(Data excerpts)
........

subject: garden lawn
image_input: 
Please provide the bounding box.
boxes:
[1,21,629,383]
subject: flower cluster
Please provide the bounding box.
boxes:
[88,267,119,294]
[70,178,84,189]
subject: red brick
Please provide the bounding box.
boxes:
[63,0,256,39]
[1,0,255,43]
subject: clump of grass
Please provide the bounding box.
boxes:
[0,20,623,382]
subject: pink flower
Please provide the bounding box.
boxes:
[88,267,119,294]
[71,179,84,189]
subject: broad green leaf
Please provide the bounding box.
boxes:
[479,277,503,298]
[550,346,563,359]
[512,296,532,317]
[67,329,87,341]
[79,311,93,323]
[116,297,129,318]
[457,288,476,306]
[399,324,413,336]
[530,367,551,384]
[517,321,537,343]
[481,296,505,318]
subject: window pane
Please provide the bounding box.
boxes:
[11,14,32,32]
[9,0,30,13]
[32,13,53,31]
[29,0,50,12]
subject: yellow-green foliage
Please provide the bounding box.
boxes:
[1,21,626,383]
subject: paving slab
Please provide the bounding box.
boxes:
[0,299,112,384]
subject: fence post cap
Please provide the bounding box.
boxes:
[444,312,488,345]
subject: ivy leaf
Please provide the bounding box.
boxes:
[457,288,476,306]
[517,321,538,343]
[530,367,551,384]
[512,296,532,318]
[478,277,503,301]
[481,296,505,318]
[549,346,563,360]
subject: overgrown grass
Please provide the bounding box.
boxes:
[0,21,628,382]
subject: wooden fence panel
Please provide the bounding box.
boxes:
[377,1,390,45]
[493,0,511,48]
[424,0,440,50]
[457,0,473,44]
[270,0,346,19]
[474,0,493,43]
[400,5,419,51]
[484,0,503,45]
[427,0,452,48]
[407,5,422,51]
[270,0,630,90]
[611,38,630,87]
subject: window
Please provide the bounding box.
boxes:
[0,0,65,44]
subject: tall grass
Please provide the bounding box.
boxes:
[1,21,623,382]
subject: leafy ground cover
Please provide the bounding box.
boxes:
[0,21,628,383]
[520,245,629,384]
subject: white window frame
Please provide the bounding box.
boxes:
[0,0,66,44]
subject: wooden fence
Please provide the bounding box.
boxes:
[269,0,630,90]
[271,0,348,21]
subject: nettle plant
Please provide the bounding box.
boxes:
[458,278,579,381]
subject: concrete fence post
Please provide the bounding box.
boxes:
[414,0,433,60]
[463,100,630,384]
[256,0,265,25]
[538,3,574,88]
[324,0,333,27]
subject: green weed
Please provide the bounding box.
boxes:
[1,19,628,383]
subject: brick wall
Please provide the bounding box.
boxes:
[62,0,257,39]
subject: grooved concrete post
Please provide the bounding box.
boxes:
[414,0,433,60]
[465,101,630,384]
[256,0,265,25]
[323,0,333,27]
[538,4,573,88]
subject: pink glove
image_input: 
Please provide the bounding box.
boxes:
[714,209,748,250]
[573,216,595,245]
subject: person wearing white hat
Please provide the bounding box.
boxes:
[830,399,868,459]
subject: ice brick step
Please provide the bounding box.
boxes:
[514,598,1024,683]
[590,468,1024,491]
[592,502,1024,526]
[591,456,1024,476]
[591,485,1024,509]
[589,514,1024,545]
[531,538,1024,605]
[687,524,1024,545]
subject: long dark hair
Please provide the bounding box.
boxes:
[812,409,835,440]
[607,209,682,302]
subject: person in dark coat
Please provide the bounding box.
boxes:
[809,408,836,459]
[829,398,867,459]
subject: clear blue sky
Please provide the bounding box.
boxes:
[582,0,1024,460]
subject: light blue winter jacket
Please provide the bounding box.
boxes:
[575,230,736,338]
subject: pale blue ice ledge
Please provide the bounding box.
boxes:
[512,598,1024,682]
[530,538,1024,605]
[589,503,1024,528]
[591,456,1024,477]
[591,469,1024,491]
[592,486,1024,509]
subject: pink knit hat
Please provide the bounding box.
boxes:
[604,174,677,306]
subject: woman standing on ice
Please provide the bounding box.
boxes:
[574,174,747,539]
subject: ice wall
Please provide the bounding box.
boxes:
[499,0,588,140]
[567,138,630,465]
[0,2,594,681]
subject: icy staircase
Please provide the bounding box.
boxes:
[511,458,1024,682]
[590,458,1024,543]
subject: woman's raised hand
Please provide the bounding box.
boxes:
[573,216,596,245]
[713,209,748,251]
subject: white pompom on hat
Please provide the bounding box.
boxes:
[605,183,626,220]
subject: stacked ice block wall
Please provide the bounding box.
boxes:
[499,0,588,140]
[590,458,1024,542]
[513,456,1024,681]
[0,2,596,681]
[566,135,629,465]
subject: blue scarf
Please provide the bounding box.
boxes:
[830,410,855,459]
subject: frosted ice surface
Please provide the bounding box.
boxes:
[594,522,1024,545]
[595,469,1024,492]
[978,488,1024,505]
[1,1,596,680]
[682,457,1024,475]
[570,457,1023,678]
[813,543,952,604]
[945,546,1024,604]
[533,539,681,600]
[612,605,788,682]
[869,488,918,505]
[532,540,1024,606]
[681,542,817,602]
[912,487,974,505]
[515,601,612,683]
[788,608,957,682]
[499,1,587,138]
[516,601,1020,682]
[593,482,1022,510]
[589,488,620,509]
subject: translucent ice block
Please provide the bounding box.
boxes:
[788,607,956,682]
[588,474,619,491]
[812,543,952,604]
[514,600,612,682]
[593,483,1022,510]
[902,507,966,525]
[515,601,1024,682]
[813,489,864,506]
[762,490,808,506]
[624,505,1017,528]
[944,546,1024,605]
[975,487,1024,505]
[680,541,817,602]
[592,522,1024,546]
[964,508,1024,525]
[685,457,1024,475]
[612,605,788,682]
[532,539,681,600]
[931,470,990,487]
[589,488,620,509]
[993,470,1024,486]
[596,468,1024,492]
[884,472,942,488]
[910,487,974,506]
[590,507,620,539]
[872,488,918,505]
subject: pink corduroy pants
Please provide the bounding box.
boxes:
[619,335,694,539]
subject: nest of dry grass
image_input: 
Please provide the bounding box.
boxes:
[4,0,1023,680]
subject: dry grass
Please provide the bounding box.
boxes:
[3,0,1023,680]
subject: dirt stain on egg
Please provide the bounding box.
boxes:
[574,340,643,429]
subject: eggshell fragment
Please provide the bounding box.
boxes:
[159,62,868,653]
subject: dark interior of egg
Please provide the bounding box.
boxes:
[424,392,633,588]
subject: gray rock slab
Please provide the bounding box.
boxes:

........

## What the task asks
Print out every entry, keeping each one exact.

## Written reply
subject: garden lawn
image_input: 
Please provide the bounding box.
boxes:
[1,21,629,383]
subject: flower cluster
Please provide the bounding box.
boxes:
[88,267,119,294]
[70,178,84,189]
subject: red brick
Please provide the bounding box.
boxes:
[63,0,256,39]
[1,0,255,43]
subject: clump of grass
Please provide the bounding box.
boxes:
[0,20,623,382]
subject: pink flower
Please provide the bounding box.
boxes:
[88,267,119,294]
[71,179,84,189]
subject: broad green leaf
Please provide the bounding box.
boxes:
[479,277,503,298]
[550,346,563,359]
[512,296,532,317]
[67,329,87,341]
[79,311,93,323]
[116,297,129,318]
[457,288,476,306]
[399,324,413,336]
[530,367,551,384]
[517,321,537,343]
[481,296,505,318]
subject: window pane
Please provide the bounding box.
boxes:
[11,14,32,32]
[9,0,30,13]
[32,13,53,31]
[29,0,50,12]
subject: yellow-green foliage
Please provide the bounding box.
boxes:
[1,21,626,383]
subject: paving slab
Please provide the bounding box.
boxes:
[0,299,112,384]
subject: fence post cap
Please provide the bounding box.
boxes:
[444,312,488,345]
subject: ivy leaf
Please provide the bounding box.
boxes:
[457,288,476,306]
[517,321,538,343]
[530,367,551,384]
[512,296,532,318]
[478,277,503,301]
[481,296,505,318]
[549,346,563,360]
subject: overgrown grass
Please provide the bounding box.
boxes:
[0,21,628,382]
subject: wooden fence panel
Please provide the bounding box.
boxes:
[377,1,390,45]
[493,0,511,48]
[424,0,440,50]
[457,0,473,44]
[270,0,346,19]
[474,0,493,43]
[400,5,419,51]
[484,0,503,45]
[427,0,452,48]
[407,5,422,51]
[270,0,630,90]
[611,38,630,87]
subject: window
Please provide the bounding box.
boxes:
[0,0,65,44]
subject: tall grass
Please provide the bounding box.
boxes:
[1,21,623,382]
subject: leafy ground cover
Please provide the bounding box.
boxes:
[0,21,628,383]
[520,245,629,384]
subject: white window frame
Please provide the bounding box.
boxes:
[0,0,66,44]
subject: wooden fence
Please provide the bounding box.
boxes:
[269,0,630,90]
[271,0,348,21]
subject: nettle plant
Please provide the bounding box.
boxes:
[458,278,579,381]
subject: concrete fence post
Please provide the bounding box.
boxes:
[414,0,433,60]
[463,100,630,384]
[256,0,265,25]
[538,3,574,88]
[324,0,333,27]
subject: green weed
Please provide the bounding box.
boxes:
[1,19,628,383]
subject: brick wall
Please provide the bounding box.
boxes:
[62,0,257,39]
subject: grooved concrete post
Please provide the bounding box.
boxes:
[414,0,433,60]
[465,101,630,384]
[256,0,265,25]
[323,0,333,27]
[538,4,573,88]
subject: pink glove
image_input: 
Please provide the bounding box.
boxes:
[714,209,748,250]
[573,216,595,245]
subject: person wearing white hat
Please provide the bounding box.
boxes:
[830,399,868,459]
subject: ice brick step
Please provide the bounding box.
boxes:
[514,598,1024,683]
[590,468,1024,491]
[592,502,1024,526]
[591,456,1024,476]
[591,485,1024,509]
[589,514,1024,545]
[531,538,1024,605]
[687,524,1024,545]
subject: long dark hair
Please provide the bounding box.
boxes:
[812,409,835,440]
[607,209,682,302]
subject: person in dark coat
Please provide the bounding box.
boxes:
[809,408,836,459]
[829,398,867,459]
subject: clear blue sky
Please provide the bounding box.
boxes:
[582,0,1024,460]
subject: light blue winter jacket
Please provide the bounding box.
boxes:
[575,230,736,338]
subject: pale blue ice ledge
Please provide the bounding box.
boxes:
[512,598,1024,682]
[530,538,1024,605]
[589,503,1024,528]
[591,456,1024,477]
[591,469,1024,491]
[592,486,1024,509]
subject: pink knit hat
Please provide the bounding box.
boxes:
[604,174,677,306]
subject: woman standing on ice
Please provide the bounding box.
boxes:
[574,174,747,539]
subject: ice wall
Please provide the bounding box.
boxes:
[499,0,588,140]
[567,138,630,465]
[0,2,594,681]
subject: icy staircase
Please provide the bounding box.
boxes:
[511,458,1024,682]
[590,458,1024,543]
subject: woman's raised hand
Please provide the bounding box.
boxes:
[573,216,596,245]
[713,209,748,251]
subject: white pompom on hat
Please provide the bounding box.
boxes:
[605,183,626,220]
subject: stacked ice block wall
Please provide the bounding box.
boxes:
[499,0,588,140]
[590,458,1024,542]
[513,456,1024,681]
[0,2,596,681]
[566,135,629,465]
subject: blue scarf
Please provide the bounding box.
boxes:
[830,410,855,459]
subject: frosted ice surface
Please provide the bounding box.
boxes:
[594,522,1024,545]
[595,469,1024,492]
[978,488,1024,505]
[1,1,596,680]
[682,457,1024,475]
[570,457,1023,678]
[813,543,952,604]
[945,546,1024,604]
[533,539,681,600]
[612,605,788,682]
[869,488,918,505]
[532,540,1024,606]
[681,542,817,602]
[912,487,974,505]
[515,601,612,683]
[788,608,957,682]
[499,1,587,138]
[516,601,1020,682]
[593,482,1022,510]
[589,488,620,509]
subject: translucent ice block
Please provide the bounding box.
boxes:
[788,607,956,682]
[588,474,619,491]
[812,543,952,604]
[514,600,612,682]
[593,483,1022,510]
[902,507,966,525]
[515,601,1024,682]
[813,489,864,506]
[762,490,808,506]
[624,505,1017,528]
[944,546,1024,605]
[975,487,1024,505]
[680,541,817,602]
[592,522,1024,546]
[964,508,1024,525]
[685,457,1024,475]
[612,605,788,682]
[532,539,681,600]
[931,470,990,487]
[589,488,620,509]
[993,470,1024,486]
[596,468,1024,492]
[884,472,942,488]
[910,487,974,506]
[590,507,620,539]
[872,488,918,505]
subject: pink corduroy pants
Please provide the bounding box.
boxes:
[619,335,694,539]
subject: nest of dry grass
image_input: 
Please provide the bounding box.
boxes:
[4,0,1023,680]
subject: dry grass
Please provide the bounding box.
boxes:
[3,0,1023,680]
subject: dirt stain on egg
Please provide the bounding box.
boxes:
[574,340,643,429]
subject: eggshell fragment
Please provide the bounding box.
boxes:
[159,62,868,653]
subject: dark interior of egg
Please provide the bounding box.
boxes:
[424,392,633,588]
subject: gray rock slab
Please provide the bounding box.
boxes:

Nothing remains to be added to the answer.